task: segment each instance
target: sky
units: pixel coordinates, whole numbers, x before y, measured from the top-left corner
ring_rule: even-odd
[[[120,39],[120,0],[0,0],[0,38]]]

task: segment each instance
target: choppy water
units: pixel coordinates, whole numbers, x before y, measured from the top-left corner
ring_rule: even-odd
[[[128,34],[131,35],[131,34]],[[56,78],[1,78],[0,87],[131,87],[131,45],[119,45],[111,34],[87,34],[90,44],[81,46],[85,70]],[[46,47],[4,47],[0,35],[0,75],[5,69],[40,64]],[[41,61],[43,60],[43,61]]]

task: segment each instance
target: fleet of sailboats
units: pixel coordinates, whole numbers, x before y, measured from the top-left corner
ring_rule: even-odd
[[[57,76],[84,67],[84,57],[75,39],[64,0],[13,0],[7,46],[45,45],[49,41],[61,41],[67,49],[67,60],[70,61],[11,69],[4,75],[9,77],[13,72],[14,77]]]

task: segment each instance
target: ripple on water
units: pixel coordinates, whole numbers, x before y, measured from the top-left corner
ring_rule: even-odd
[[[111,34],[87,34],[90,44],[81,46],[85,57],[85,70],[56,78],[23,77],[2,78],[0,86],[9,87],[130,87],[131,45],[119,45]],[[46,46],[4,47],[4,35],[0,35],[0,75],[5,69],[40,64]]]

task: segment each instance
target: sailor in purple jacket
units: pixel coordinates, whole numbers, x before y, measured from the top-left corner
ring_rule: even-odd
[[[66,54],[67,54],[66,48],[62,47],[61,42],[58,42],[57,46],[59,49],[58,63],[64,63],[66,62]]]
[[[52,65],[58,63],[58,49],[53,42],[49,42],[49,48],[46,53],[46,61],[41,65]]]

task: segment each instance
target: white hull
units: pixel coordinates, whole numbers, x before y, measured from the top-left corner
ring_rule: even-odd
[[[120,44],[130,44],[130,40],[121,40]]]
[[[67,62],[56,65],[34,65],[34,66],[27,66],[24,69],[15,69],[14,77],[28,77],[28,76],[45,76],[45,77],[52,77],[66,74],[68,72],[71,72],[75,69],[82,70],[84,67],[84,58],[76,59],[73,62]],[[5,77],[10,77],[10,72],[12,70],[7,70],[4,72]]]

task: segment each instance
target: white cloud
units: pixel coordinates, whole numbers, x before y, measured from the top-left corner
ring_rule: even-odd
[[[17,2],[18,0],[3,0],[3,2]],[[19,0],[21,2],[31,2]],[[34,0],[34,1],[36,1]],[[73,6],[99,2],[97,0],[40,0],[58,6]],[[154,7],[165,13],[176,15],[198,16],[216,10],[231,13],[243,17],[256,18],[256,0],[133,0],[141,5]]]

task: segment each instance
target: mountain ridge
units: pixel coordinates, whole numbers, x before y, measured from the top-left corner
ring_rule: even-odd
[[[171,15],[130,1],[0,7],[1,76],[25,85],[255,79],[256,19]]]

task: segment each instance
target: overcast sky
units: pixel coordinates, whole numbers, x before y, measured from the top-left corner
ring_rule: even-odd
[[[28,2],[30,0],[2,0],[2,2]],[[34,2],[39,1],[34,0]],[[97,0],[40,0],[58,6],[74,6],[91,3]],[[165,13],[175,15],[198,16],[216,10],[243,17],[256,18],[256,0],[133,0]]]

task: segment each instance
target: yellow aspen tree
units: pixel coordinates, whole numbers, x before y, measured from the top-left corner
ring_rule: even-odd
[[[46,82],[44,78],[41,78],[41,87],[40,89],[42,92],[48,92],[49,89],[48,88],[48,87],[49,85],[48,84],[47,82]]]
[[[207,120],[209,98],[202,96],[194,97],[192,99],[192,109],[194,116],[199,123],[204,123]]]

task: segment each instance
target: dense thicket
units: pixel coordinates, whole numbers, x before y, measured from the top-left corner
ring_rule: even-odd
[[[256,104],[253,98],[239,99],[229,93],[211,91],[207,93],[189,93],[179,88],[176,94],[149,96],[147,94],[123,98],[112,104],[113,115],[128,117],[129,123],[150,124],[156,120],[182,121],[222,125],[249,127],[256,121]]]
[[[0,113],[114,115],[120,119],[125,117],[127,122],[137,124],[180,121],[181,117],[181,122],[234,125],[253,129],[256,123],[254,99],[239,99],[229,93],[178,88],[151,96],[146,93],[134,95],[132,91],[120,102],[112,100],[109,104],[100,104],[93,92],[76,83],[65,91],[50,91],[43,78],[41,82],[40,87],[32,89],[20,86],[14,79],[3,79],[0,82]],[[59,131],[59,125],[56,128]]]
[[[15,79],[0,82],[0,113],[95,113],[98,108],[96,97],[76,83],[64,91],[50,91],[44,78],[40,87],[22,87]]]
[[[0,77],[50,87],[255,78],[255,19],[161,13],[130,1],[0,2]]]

WRITTEN TASK — Rewrite all the records above with every "even-odd" switched to "nonzero" and nothing else changed.

EXERCISE OUTPUT —
task: segment each instance
target: sky
units: pixel coordinates, whole numbers, x before y, measured from the top-left corner
ring_rule: nonzero
[[[120,39],[120,0],[0,0],[0,38]]]

task: segment each instance
target: choppy water
units: pixel coordinates, whole numbers, x before y, measured from the top-left corner
ring_rule: nonzero
[[[128,34],[131,35],[131,34]],[[56,78],[1,78],[0,87],[131,87],[131,45],[119,45],[111,34],[87,34],[90,44],[81,46],[85,70]],[[46,47],[4,47],[0,35],[0,75],[5,69],[40,64]],[[41,61],[43,60],[43,61]]]

task: segment each instance
target: fleet of sailboats
units: pixel coordinates, whole numbers, x before y, measured from the top-left corner
ring_rule: nonzero
[[[57,76],[84,67],[84,57],[75,39],[64,0],[13,0],[7,46],[45,45],[49,41],[61,41],[67,49],[67,60],[70,61],[11,69],[4,75],[9,77],[13,72],[14,77]]]

task: segment each instance
target: ripple on water
units: pixel coordinates, whole numbers, x before y, measured from the top-left corner
ring_rule: nonzero
[[[111,34],[87,34],[90,44],[81,46],[85,57],[85,70],[56,78],[23,77],[2,78],[0,86],[9,87],[130,87],[131,45],[119,45]],[[46,46],[4,47],[4,35],[0,35],[0,75],[5,69],[40,64]]]

task: segment each instance
target: sailor in purple jacket
units: pixel coordinates, whole numbers, x before y, measured from the top-left corner
ring_rule: nonzero
[[[66,54],[67,54],[66,48],[62,47],[61,42],[58,42],[57,46],[59,49],[58,63],[64,63],[66,62]]]
[[[52,65],[58,63],[58,49],[53,42],[49,42],[49,48],[46,53],[46,61],[41,65]]]

task: segment each instance
target: white hull
units: pixel coordinates, whole numbers, x before y, measured from the top-left corner
ring_rule: nonzero
[[[120,44],[130,44],[130,40],[121,40]]]
[[[67,62],[56,65],[34,65],[34,66],[27,66],[24,69],[15,69],[14,77],[28,77],[28,76],[45,76],[45,77],[52,77],[66,74],[68,72],[71,72],[75,69],[82,70],[84,67],[84,58],[76,59],[73,62]],[[5,77],[10,77],[10,72],[12,70],[7,70],[4,72]]]

task: segment each instance
target: white cloud
units: pixel coordinates, whole numbers, x before y, measured from the top-left corner
ring_rule: nonzero
[[[17,2],[18,0],[3,0],[3,2]],[[19,0],[21,2],[31,2]],[[34,0],[34,1],[36,1]],[[73,6],[99,2],[97,0],[40,0],[58,6]],[[154,7],[165,13],[176,15],[198,16],[216,10],[231,13],[243,17],[256,18],[256,0],[133,0],[141,5]]]

task: segment each instance
target: mountain ridge
units: pixel coordinates, whole numbers, x before y, measured from the top-left corner
ring_rule: nonzero
[[[171,15],[130,1],[0,7],[1,76],[25,85],[255,79],[256,19]]]

task: segment each instance
target: overcast sky
units: pixel coordinates, whole numbers, x before y, measured from the top-left corner
ring_rule: nonzero
[[[28,2],[30,0],[2,0],[2,2]],[[34,2],[39,1],[34,0]],[[97,0],[40,0],[58,6],[74,6],[91,3]],[[165,13],[175,15],[198,16],[216,10],[243,17],[256,18],[256,0],[133,0]]]

task: segment each instance
target: yellow aspen tree
units: pixel coordinates, whole numbers, x before y, measured from the top-left corner
ring_rule: nonzero
[[[46,82],[44,78],[41,78],[41,87],[40,89],[42,92],[48,92],[49,89],[48,88],[48,87],[49,85],[48,84],[47,82]]]
[[[207,120],[209,98],[202,96],[194,97],[192,99],[192,109],[194,116],[199,123],[204,123]]]

task: segment each instance
target: dense thicket
units: pixel coordinates, whole numbers, x before y, measured from the top-left corner
ring_rule: nonzero
[[[256,104],[253,98],[239,99],[229,93],[211,91],[207,93],[189,93],[179,88],[176,94],[149,96],[147,94],[123,98],[112,104],[113,115],[128,117],[129,123],[150,124],[156,120],[182,121],[222,125],[249,127],[256,121]]]
[[[0,113],[114,115],[120,119],[125,117],[127,122],[137,124],[180,121],[181,117],[181,122],[234,125],[253,129],[256,123],[254,99],[239,99],[229,93],[178,88],[151,96],[146,93],[134,95],[132,91],[120,102],[112,100],[109,104],[100,104],[93,92],[76,83],[65,91],[50,91],[43,78],[41,82],[40,87],[32,89],[20,86],[14,79],[3,79],[0,82]],[[59,131],[59,125],[56,128]]]
[[[15,79],[0,82],[0,113],[95,113],[98,108],[96,97],[76,83],[64,91],[50,91],[44,78],[40,87],[22,87]]]
[[[0,77],[50,87],[255,78],[255,19],[161,13],[130,1],[0,2]]]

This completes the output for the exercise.